▶ _Study material_:
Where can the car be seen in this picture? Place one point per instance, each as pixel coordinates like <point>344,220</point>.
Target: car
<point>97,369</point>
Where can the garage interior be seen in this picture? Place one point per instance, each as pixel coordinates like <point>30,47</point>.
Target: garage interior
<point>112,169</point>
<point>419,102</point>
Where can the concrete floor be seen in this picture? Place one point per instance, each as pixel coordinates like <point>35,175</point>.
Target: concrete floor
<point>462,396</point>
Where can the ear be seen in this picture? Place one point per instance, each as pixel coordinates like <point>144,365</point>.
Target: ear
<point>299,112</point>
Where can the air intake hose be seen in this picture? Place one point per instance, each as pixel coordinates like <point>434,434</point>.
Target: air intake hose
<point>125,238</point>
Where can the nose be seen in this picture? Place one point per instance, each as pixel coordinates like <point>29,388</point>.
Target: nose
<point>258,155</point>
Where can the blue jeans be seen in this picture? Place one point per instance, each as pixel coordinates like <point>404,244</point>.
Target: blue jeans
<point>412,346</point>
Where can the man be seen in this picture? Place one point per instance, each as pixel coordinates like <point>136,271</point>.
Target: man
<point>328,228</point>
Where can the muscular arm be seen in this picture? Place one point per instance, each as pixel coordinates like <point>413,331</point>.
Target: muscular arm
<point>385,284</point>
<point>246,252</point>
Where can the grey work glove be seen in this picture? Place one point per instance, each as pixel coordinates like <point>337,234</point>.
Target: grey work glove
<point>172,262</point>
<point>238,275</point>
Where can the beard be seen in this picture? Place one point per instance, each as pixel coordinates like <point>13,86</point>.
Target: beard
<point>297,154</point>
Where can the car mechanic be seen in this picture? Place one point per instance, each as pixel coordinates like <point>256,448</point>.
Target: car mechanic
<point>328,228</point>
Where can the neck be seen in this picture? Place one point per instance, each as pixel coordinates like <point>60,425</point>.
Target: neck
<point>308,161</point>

▶ _What to produce_:
What is needed is an exact copy of all the entries.

▶ _Task solution_:
Where can the car be seen in this picture? Place one point per instance, each as pixel coordinates like <point>344,220</point>.
Target: car
<point>97,369</point>
Where can the garage interior be seen in this picture? Place one point per instance, each as pixel coordinates like <point>30,47</point>.
Target: garage interior
<point>112,169</point>
<point>419,102</point>
Where can the concrete floor be seen in this picture? Place one point per instance, each as pixel coordinates like <point>35,175</point>.
Target: concrete floor
<point>462,396</point>
Where can the ear be seen in this picture? Place one point per instance, each as pixel coordinates like <point>144,365</point>.
Target: ear
<point>299,112</point>
Where can the air intake hose be seen in this picture? Place one point per instance, each as pixel coordinates like <point>434,434</point>.
Target: air intake hose
<point>125,238</point>
Where can the nose be seen in this picture? Place one point per instance, each as pixel coordinates like <point>29,388</point>.
Target: nose
<point>258,155</point>
Where can the blue jeans be seen in this picture? Place one point per instance, each as pixel coordinates like <point>404,244</point>.
Target: blue jeans
<point>412,346</point>
Where can the man be seen in this picture? Place one point per instance, each as pixel coordinates like <point>136,271</point>.
Target: man
<point>328,228</point>
Where can the muscular arm be seen in this picture? Place one point per instance, each as pixel coordinates like <point>413,331</point>.
Target: muscular arm
<point>385,284</point>
<point>246,252</point>
Where can the grey work glove be seen in this picture? Place one point per instance, each as pixel coordinates like <point>337,234</point>.
Target: grey work glove
<point>172,262</point>
<point>238,275</point>
Where can the beard be seen in this picture? Place one point per instance, each as pixel coordinates like <point>13,86</point>.
Target: beard
<point>297,154</point>
Where can the car mechanic be seen in this picture? Place one point per instance, each as pixel coordinates like <point>256,448</point>.
Target: car mechanic
<point>328,228</point>
Where can the neck be seen in this picture? Place one point per instance, each as pixel coordinates like <point>60,425</point>.
Target: neck
<point>308,161</point>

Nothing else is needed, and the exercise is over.